### REQUESTS
A. In the Sprinter van FAQ below, which wheelbase does the writer say their next Sprinter van will have?
B. Rewrite the paragraph in the Sprinter van FAQ that starts "The 170” can fit more stuff in it" as a short bulleted list, keeping its main facts.
C. List every question heading that comes after the opening paragraphs in the Sprinter van FAQ below.

### PAGE EXCERPT
SPRINTER VAN FAQ: VEHICLE & CONVERSION QUESTIONS
I get a lot of the same questions over and over again about my Sprinter Van. I figured it would be easiest to answer them all in a big Sprinter Van FAQ. I’ve broken my Sprinter Van FAQ into 2 parts. In this blog post, I answer all of the questions I get about the vehicle itself and the conversion. Here I cover questions like whether I think 4×4 is necessary, if there are any Sprinter Van conversion companies I recommend, and what I would change about my build-out.
If you are looking for a copy of my floorplan, I’m currently having this drawn up and should have it available by the end of the month (subscribe to my newsletter for updates).
If you are looking for answers to questions about Van Life, visit the second part of this Sprinter Van FAQ.
If you have any additional questions, leave a comment at the bottom, and I’ll add them to the FAQ.
What model of Sprinter do you have?
I have a 2016 4×4 Mercedes Sprinter, 144″ wheelbase cargo van
Should I get the 144″ or the 170″ wheelbase?
You can’t go wrong with either, but there are pros and cons to each. As a daily driver, I love that my 144″ Sprinter Van can fit in a normal parking space, and it’s extremely easy to maneuver. On the flip side, when I purchased my Sprinter and started building it out I was single. Now I am in a relationship, and we have a dog, Charlie. When I’m traveling alone, I find the 144″ wheelbase to be more than adequate. With two people and a dog, weekend travel is totally fine, but long-term travel is a little tight, especially when you take storage into account.
The 170” can fit more stuff in it, but it has the same payload (maximum weight the van can hold) as the 144”, unless you go with a dually (four rear wheels). The 170” gives you more wiggle room with your layout. For example, you can have a permanent bed, a small dining table or bathroom, and a galley, plus a ton of storage underneath. With the 170” parking is going to take a little extra consideration, and it’s a little less maneuverable compared to the 144”.
The verdict? My next Sprinter Van will be a 170″. For more opinions, I recently asked this question on my @sprintercampervans Instagram account to current Sprinter Van owners and got a lot of different responses.
Is 4×4 necessary?
I’m based in Salt Lake City and ski a lot in the winter. With all of the snow and ice on the roads, I’ve been very happy with my decision to get the 4×4, and I think it was worth the cost. The 4×4 is also helpful on dirt roads, but it’s only necessary if you plan on driving on some gnarly stuff. If all you plan on doing is driving on gravel or slightly rutted roads, then I think you can get away with 2WD and some beefy all-terrain tires.
The 4×4 is only available in a V6, while the 2WD still currently comes in a V4. The V6 is less fuel efficient, so that’s something to consider when making your decision about the 4×4.
Have you had any issues with reliability?
No. I’ve been very pleased with the way the van drives and haven’t had any serious mechanical issues.
What factory options do you recommend?

### DATASET

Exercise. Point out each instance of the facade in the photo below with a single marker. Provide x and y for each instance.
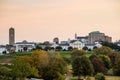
(11, 36)
(76, 44)
(97, 36)
(24, 46)
(3, 50)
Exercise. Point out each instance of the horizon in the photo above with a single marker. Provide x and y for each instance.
(42, 20)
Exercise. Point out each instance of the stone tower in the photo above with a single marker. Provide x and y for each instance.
(11, 36)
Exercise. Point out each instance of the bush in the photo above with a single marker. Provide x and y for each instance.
(99, 76)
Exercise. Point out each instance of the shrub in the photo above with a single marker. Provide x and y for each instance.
(99, 76)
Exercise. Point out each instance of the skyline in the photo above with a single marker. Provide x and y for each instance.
(42, 20)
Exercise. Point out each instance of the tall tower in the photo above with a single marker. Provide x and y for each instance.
(11, 36)
(75, 36)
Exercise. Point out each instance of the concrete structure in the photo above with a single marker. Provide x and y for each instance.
(11, 36)
(97, 36)
(24, 46)
(3, 50)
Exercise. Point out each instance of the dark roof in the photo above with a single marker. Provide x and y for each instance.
(25, 42)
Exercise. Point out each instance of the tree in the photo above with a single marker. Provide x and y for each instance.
(85, 48)
(98, 64)
(38, 47)
(4, 72)
(56, 67)
(70, 48)
(116, 67)
(103, 50)
(99, 76)
(113, 57)
(22, 69)
(76, 53)
(106, 61)
(58, 48)
(49, 64)
(82, 66)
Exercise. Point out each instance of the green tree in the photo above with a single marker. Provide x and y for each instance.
(106, 61)
(103, 50)
(98, 64)
(116, 67)
(22, 69)
(56, 67)
(4, 72)
(82, 66)
(99, 76)
(76, 53)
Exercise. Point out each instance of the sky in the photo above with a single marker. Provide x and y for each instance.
(42, 20)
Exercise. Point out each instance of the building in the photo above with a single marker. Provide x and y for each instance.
(3, 50)
(76, 44)
(24, 46)
(97, 36)
(11, 36)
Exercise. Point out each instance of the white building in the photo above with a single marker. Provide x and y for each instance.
(76, 44)
(24, 46)
(3, 50)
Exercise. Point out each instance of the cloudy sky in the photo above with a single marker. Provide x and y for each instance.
(42, 20)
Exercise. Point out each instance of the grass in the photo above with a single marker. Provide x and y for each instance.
(92, 78)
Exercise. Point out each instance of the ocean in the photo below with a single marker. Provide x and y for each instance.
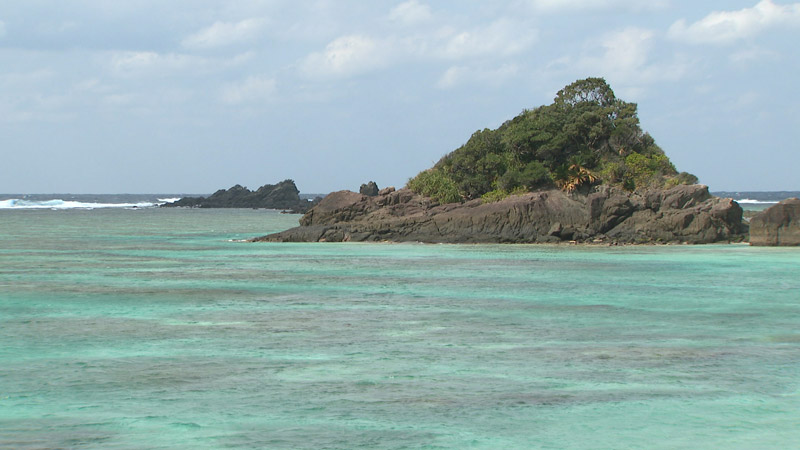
(155, 328)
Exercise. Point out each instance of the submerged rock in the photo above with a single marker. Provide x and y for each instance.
(685, 214)
(778, 225)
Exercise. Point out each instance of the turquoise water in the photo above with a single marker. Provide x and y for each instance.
(153, 328)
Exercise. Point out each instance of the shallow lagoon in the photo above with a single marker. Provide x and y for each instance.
(154, 328)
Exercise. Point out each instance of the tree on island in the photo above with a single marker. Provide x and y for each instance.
(587, 136)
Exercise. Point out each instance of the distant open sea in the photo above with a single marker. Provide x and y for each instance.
(157, 328)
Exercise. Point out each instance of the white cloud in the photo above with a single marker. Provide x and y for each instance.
(137, 63)
(563, 6)
(460, 75)
(251, 90)
(500, 38)
(747, 55)
(411, 12)
(225, 33)
(724, 27)
(346, 56)
(153, 63)
(625, 58)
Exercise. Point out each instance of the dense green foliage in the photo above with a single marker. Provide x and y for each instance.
(587, 136)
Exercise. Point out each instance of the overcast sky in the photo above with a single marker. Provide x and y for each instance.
(189, 96)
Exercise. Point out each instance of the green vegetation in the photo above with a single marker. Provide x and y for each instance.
(586, 137)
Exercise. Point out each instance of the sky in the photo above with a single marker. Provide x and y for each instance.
(189, 96)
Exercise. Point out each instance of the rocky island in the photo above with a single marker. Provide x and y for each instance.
(283, 195)
(577, 170)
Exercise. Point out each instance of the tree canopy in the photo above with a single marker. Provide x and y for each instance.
(586, 137)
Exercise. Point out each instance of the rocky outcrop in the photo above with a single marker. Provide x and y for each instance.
(283, 195)
(369, 189)
(682, 214)
(777, 225)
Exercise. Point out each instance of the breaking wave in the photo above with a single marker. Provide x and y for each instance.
(756, 202)
(16, 203)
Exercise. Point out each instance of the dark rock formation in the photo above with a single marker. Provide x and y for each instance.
(369, 189)
(777, 225)
(681, 214)
(283, 195)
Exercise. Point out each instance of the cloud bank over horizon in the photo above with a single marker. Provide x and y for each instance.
(193, 96)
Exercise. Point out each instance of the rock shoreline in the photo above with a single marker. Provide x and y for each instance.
(606, 215)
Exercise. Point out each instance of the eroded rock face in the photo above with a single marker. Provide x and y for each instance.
(681, 214)
(778, 225)
(369, 189)
(283, 195)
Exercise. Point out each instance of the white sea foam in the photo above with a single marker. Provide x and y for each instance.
(16, 203)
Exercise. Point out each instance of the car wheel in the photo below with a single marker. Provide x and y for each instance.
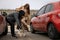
(5, 32)
(32, 29)
(52, 33)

### RESULTS
A. The 170″ wheelbase.

B.
- The 170″ holds more stuff, but its payload (the most weight the van can carry) is the same as the 144″ unless you get a dually with four rear wheels.
- It gives more room to play with the layout: a permanent bed, a small dining table or bathroom, and a galley, plus lots of storage underneath.
- Parking takes a bit more thought, and it's a little harder to maneuver than the 144″.

C.
- What model of Sprinter do you have?
- Should I get the 144″ or the 170″ wheelbase?
- Is 4×4 necessary?
- Have you had any issues with reliability?
- What factory options do you recommend?